Aim » Rewrite each line of the listing below as one item in a numbered list, and leave out the blank lines.

Material provided »
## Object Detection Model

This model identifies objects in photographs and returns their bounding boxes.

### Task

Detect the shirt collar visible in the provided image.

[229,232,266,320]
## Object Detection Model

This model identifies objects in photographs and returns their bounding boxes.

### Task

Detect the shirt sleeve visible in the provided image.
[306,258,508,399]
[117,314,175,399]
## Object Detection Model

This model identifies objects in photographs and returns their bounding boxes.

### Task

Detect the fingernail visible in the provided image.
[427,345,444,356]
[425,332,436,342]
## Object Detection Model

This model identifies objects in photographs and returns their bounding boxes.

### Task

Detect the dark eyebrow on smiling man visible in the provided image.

Full answer »
1. ## Object Detection Model
2. This model identifies objects in photographs and returns their bounding boxes.
3. ### Task
4. Detect the shirt collar visible in the provided image.
5. [229,232,266,320]
6. ## Object Detection Model
7. This model identifies objects in photographs and returns their bounding boxes.
8. ### Task
9. Detect the shirt sleeve visible in the provided image.
10. [306,258,508,399]
11. [117,314,175,399]
12. ## Object Detection Model
13. This model identifies objects in photographs and returns their bounding boxes.
14. ### Task
15. Detect the fingernail visible in the provided image.
16. [427,345,444,356]
17. [425,332,436,342]
18. ## Object Detection Model
19. This model identifies objects in photographs and returns their bounding boxes.
20. ### Task
21. Detect the dark eyebrow on smiling man visible in the provided image.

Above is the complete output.